*Set task*: How many lines of the material below contain the word "hoodie"? Reply with the number only.

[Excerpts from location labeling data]
-- Start --
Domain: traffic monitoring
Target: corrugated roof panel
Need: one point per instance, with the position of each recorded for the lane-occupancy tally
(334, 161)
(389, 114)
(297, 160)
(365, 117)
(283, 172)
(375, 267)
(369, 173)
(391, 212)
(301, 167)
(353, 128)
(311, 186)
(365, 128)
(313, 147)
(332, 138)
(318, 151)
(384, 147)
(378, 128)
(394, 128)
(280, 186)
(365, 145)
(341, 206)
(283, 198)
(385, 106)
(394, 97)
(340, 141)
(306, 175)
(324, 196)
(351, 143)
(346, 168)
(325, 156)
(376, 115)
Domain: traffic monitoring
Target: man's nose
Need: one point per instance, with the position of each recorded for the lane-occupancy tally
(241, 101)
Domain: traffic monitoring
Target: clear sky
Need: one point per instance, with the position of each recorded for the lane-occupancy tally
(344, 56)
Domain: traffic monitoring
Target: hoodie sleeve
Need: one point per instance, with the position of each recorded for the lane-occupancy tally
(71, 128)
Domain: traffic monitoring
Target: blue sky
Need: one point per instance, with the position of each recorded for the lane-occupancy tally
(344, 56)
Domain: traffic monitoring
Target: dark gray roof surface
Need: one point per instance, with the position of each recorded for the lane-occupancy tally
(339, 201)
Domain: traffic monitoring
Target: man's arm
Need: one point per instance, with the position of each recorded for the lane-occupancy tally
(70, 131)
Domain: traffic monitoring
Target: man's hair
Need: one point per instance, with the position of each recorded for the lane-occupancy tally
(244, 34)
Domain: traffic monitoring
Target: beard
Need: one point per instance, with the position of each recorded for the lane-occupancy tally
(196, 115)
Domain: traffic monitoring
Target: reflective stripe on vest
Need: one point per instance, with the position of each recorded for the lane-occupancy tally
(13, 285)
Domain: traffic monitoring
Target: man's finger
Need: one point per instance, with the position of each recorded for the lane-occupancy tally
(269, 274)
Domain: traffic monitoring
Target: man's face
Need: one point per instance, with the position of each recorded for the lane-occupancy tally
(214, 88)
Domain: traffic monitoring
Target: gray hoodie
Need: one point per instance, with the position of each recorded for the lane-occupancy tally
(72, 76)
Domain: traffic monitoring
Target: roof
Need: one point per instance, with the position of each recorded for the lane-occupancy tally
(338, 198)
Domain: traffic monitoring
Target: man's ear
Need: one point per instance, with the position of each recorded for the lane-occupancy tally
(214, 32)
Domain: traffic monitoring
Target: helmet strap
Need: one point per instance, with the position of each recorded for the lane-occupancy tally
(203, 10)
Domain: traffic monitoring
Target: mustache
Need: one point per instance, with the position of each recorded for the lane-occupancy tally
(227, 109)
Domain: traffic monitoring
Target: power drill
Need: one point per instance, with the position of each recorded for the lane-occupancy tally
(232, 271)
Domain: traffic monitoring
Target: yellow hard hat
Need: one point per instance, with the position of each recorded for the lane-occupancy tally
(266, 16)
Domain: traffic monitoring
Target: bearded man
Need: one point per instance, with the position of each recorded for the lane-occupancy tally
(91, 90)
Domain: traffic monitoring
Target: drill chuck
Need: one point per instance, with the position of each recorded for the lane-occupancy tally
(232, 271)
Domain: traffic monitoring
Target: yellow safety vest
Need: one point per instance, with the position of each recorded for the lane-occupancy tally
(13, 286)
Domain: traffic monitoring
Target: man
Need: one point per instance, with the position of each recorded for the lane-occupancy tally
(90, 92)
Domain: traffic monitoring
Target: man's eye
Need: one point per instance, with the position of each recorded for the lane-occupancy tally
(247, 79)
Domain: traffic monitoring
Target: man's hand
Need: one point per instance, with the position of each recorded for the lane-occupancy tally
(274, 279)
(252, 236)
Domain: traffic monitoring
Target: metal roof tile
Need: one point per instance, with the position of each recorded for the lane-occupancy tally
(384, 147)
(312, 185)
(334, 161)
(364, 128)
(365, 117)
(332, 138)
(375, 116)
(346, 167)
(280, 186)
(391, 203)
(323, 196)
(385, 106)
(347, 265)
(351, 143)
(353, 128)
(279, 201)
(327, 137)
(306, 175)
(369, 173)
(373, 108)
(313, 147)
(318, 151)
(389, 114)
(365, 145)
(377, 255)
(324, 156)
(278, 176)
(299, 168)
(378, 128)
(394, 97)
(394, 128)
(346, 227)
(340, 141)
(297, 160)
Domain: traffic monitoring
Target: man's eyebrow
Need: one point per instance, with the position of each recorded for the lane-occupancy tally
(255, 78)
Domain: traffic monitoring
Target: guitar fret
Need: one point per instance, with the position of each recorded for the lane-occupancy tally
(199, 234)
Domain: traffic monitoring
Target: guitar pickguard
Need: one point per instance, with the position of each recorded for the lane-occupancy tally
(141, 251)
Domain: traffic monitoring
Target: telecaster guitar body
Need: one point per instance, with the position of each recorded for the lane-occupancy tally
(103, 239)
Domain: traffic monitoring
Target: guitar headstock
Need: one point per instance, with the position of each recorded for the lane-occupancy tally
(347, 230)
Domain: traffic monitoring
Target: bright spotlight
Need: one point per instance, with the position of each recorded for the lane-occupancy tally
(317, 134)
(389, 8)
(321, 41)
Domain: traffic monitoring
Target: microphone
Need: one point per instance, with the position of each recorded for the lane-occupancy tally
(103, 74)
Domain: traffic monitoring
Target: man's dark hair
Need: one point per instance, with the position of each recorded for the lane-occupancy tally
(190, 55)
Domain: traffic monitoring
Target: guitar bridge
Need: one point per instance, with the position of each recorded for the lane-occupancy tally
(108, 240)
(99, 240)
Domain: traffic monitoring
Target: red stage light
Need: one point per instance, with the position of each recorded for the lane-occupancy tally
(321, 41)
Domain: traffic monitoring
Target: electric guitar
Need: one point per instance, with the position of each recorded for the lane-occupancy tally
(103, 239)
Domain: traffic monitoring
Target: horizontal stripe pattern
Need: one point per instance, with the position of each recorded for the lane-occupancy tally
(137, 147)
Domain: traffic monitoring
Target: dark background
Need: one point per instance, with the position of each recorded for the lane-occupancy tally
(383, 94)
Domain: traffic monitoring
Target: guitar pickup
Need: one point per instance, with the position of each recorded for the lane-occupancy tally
-- End --
*Answer to this task*: 2